__Text shown__:
Euclid, Elements
Thomas L. Heath, Sir Thomas Little Heath, Ed.

PROPOSITION 37.

Let AB, CD, EF, GH be four straight lines in proportion, so that, as AB is to CD, so is EF to GH; and let there be described on AB, CD, EF, GH the similar and similarly situated parallelepipedal solids KA, LC, ME, NG; I say that, as KA is to LC, so is ME to NG.

For, since the parallelepipedal solid KA is similar to LC, therefore KA has to LC the ratio triplicate of that which AB has to CD. [XI. 33]

For the same reason ME also has to NG the ratio triplicate of that which EF has to GH. [id.]

And, as AB is to CD, so is EF to GH.

Therefore also, as AK is to LC, so is ME to NG.

__Supplied material__:
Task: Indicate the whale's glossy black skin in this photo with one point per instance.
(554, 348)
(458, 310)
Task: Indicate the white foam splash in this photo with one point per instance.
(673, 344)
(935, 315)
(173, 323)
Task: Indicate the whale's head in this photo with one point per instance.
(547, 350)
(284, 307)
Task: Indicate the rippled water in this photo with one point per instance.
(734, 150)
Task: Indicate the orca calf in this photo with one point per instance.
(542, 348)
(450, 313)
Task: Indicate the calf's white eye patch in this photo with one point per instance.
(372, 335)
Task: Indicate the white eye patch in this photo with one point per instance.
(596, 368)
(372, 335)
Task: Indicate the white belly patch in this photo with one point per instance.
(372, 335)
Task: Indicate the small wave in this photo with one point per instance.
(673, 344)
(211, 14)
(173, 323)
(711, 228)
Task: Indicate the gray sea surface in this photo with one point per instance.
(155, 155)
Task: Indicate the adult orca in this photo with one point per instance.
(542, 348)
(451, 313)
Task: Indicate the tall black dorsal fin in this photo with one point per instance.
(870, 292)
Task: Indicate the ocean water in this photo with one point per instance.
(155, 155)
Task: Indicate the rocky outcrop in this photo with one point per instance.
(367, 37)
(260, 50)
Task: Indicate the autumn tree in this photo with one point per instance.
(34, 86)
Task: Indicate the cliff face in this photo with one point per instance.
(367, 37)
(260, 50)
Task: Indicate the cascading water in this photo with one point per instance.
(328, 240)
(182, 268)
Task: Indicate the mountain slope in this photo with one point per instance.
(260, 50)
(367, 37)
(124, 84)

__Task list__:
A - Find every row that contains the string "whale" and copy each one in full. Case counts.
B - Write the next part of the Euclid proposition on parallelepipedal solids, picking up after its last sentence.

__Answers for this exercise__:
A -
Task: Indicate the whale's glossy black skin in this photo with one point per instance.
Task: Indicate the whale's head in this photo with one point per instance.

B -
Next, as the solid AK is to the solid LC, so let the solid ME be to the solid NG; I say that, as the straight line AB is to CD, so is EF to GH.

For since, again, KA has to LC the ratio triplicate of that which AB has to CD, [XI. 33] and ME also has to NG the ratio triplicate of that which EF has to GH, [id.] and, as KA is to LC, so is ME to NG, therefore also, as AB is to CD, so is EF to GH.

Therefore etc. Q. E. D.